## Exercise
Continue the passage on infective endocarditis in patients with end-stage renal disease from where it stops.

## Passage provided
____

Patients with ESRD were younger (mean age 66.2 [13.8] vs. 69.7 [14.7] years, p < 0.001), more frequently diabetic, and had more comorbidities at diagnosis (Table 1). In addition, this group had less prosthetic valve infections (17% vs. 27%; p < 0.001) and more cardiac implantable electronic device (CIED) infections (22% vs. 10%; p < 0.001).

Staphylococci infections were significantly more frequent in ESRD patients, both S. aureus (31.8% vs. 18.4%; p < 0.001) and coagulase-negative staphylococci (19.2% vs. 14.0%; p = 0.006). On the other hand, the incidence of viridans group streptococci infections was higher in non-ESRD patients (7.9% vs. 21.4%; p < 0.001).

Concerning clinical features, non-ESRD patients had a higher rate of stroke (3% vs. 7.2%; p = 0.003) and systemic embolisms (4.4% vs. 7.4%; p = 0.022), whereas the presence of septic shock was more frequent in ESRD patients (12.1% vs. 8.9%; p = 0.007). The prevalence of other complications such as congestive heart failure did not differ between both groups of patients.

Lastly, non-ESRD patients underwent cardiac surgery more frequently (19.6% vs. 12.6%; p < 0.001) and had significantly lower in-hospital mortality (33.4% vs. 26.9%; p = 0.003). Mortality remained significantly lower in non-ESRD patients when analysing separately those who underwent surgery and those who did not. During the study period, the proportion of patients who had hospital readmissions due to new IE episodes was higher in non-ESRD patients (13.4 vs. 15.7%; p < 0.001).

IE episodes in patients with ESRD: comparison between patients receiving and not receiving dialysis

Table 2 shows the differences between IE episodes in ESRD patients who were undergoing dialysis and those who were not.

Patients on dialysis were significantly younger (mean age 65.5 [14.2] vs. 68.7 [11] years, p < 0.028), and had a higher prevalence of comorbidities and CIED infections (25.6% vs. 9.4%; p < 0.001).

Staphylococcus aureus was found more frequently in dialysis patients (36.1% vs. 16.7%; p < 0.001). Conversely, enterococci (10.5% vs. 20.8%; p = 0.008) were more frequent in non-dialysis patients.

____

## Information provided
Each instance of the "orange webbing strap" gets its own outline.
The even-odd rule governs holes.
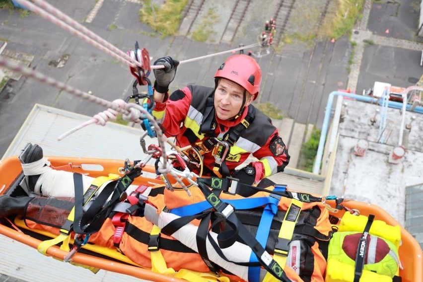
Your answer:
[[[291,203],[285,217],[281,225],[279,234],[278,235],[278,242],[275,246],[273,259],[281,267],[285,267],[286,263],[286,257],[289,251],[289,244],[292,239],[294,229],[298,220],[298,216],[302,208],[303,203],[295,199],[292,199]],[[263,279],[263,282],[274,282],[278,281],[276,278],[269,273],[267,273]]]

____

## Exercise response
Non-dialysis patients developed more frequently congestive heart failure (32.5% vs. 53.1%; p < 0.001).

Observed in-hospital mortality was not significantly different between dialysis and non-dialysis patients (34.3% vs. 30.2%; p = 0.407). The proportion of patients who underwent cardiac surgery and the duration of hospital stay did not differ between both groups either. The number of hospital readmissions for new IE episodes was comparable in both groups (13.9% vs. 11.7%; p = 0.440).

A comparison between transplant and non-transplant recipients is presented in Supplemental material - Table 4. Additionally, we performed a comparison of the characteristics of patients with ESRD not on dialysis, patients with ESRD undergoing dialysis, and patients with ESRD who had received a kidney transplant (Supplemental material - Table 5).

Prognostic factors associated with in-hospital mortality in patients with IE and end-stage renal disease

Table 3 shows the multilevel regression model for in-hospital mortality in ESRD patients with IE. The model had an area under the ROC curve of 0.791 (95% CI: 0.744 to 0.837). Median odds ratio (MOR) was 1.18.

Of note, neither dialysis status (OR: 0.94; 95% CI: 0.54 to 1.65), nor renal transplantation (OR: 0.97; 95% CI: 0.34 to 2.8), nor cardiac surgery (OR: 1.33; 95% CI: 0.64 to 2.75) were independent prognostic variables for in-hospital mortality in this population.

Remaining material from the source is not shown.